Exercise description: Write out again the stretch of lines from the one containing "out the ripe" through the end of the records, keeping every line's wording unchanged. Multiply each point coordinate in the answers by 2.6 and round to whole numbers, with halves rounded up.

Dataset records:
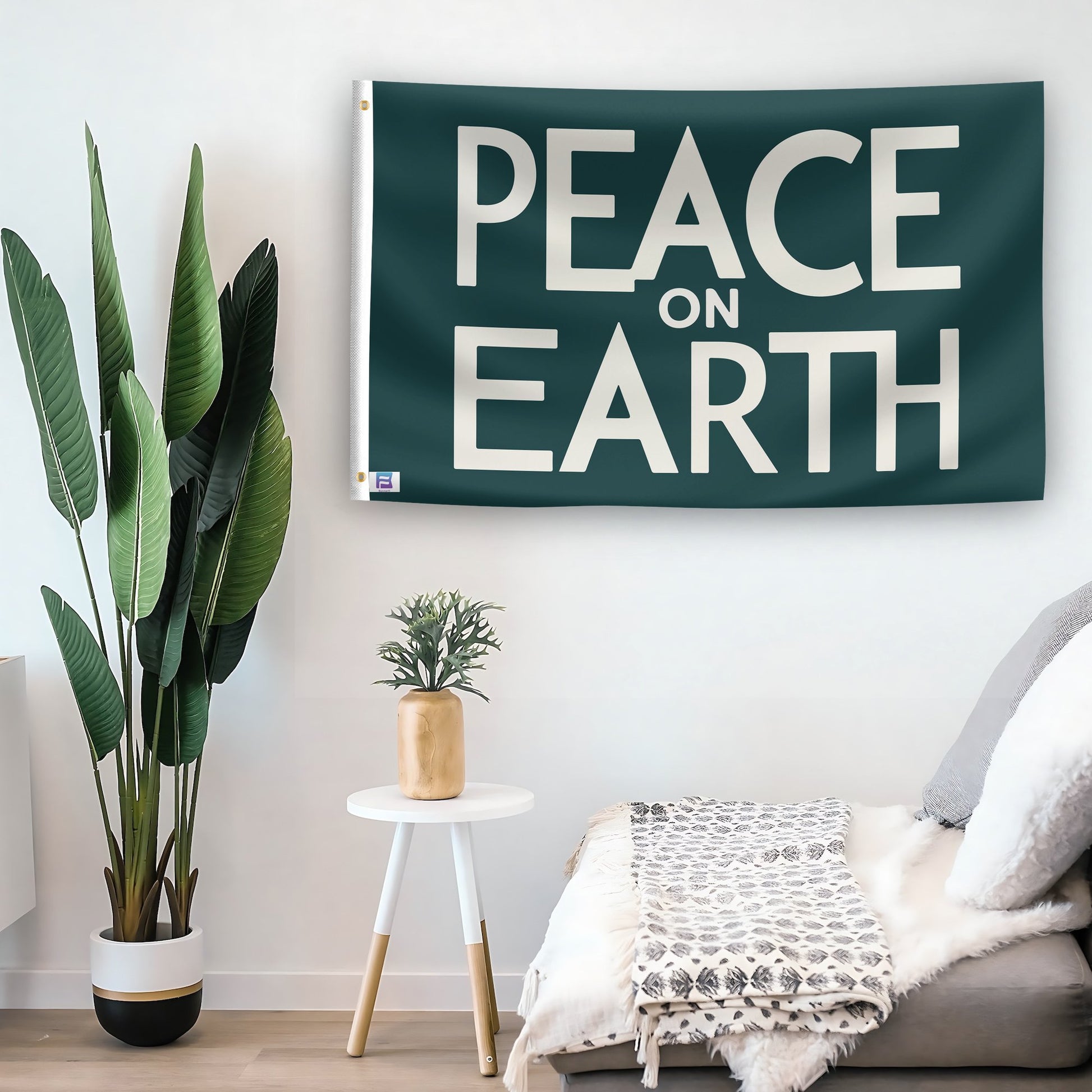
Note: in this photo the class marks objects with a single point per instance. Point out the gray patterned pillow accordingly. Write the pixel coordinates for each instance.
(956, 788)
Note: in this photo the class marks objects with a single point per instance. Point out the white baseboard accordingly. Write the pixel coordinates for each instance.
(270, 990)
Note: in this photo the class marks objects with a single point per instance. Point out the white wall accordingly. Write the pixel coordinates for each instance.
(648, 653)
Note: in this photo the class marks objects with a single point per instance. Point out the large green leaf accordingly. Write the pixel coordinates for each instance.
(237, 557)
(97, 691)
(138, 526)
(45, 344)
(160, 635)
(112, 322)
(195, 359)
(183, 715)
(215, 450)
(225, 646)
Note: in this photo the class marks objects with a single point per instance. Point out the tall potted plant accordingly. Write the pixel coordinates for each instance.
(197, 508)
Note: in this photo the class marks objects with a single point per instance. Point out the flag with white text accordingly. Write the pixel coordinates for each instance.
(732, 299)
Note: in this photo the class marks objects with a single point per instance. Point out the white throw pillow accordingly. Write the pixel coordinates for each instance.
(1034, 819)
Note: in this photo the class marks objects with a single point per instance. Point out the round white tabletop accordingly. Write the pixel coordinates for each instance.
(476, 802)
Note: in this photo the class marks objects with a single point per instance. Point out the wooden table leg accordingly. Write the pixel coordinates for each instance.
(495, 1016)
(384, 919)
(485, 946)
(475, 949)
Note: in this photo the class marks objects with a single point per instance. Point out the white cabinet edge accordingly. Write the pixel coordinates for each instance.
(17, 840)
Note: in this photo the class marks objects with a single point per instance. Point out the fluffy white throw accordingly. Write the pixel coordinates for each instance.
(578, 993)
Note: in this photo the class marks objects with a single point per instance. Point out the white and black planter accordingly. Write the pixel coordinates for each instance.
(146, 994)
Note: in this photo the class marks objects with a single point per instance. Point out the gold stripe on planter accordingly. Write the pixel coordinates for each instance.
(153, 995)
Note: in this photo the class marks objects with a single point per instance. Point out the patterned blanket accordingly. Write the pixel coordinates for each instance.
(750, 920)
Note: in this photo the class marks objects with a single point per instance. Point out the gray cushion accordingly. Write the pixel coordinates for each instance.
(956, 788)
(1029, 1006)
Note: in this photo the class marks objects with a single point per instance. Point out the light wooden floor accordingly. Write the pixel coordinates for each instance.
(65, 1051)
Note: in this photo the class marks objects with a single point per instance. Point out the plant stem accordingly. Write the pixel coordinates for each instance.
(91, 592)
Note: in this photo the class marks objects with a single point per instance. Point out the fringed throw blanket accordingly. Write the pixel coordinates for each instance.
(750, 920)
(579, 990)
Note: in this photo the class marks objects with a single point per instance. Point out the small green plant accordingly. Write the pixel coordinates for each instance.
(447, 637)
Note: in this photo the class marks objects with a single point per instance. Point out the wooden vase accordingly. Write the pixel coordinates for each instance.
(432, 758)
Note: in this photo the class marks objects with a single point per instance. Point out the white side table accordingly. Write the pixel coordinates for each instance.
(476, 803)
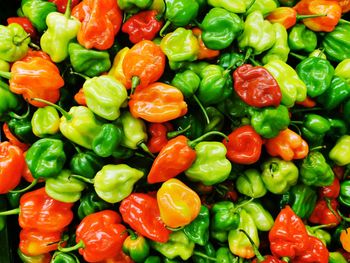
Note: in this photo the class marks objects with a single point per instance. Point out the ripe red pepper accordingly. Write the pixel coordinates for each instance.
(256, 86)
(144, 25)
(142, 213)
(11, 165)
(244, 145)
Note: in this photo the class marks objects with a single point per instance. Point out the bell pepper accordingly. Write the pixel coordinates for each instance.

Solution for this problem:
Note: in this photo the class marks objects with a single point per instance. Point out the ripe red pepper accordingly. Write the pixel coordinates for each instance.
(666, 224)
(374, 65)
(369, 554)
(29, 429)
(634, 377)
Note: in this photo the class marks objects with a single point per instance. Point out the bell pepper accordingly. Write the pixel coordinates for each instance.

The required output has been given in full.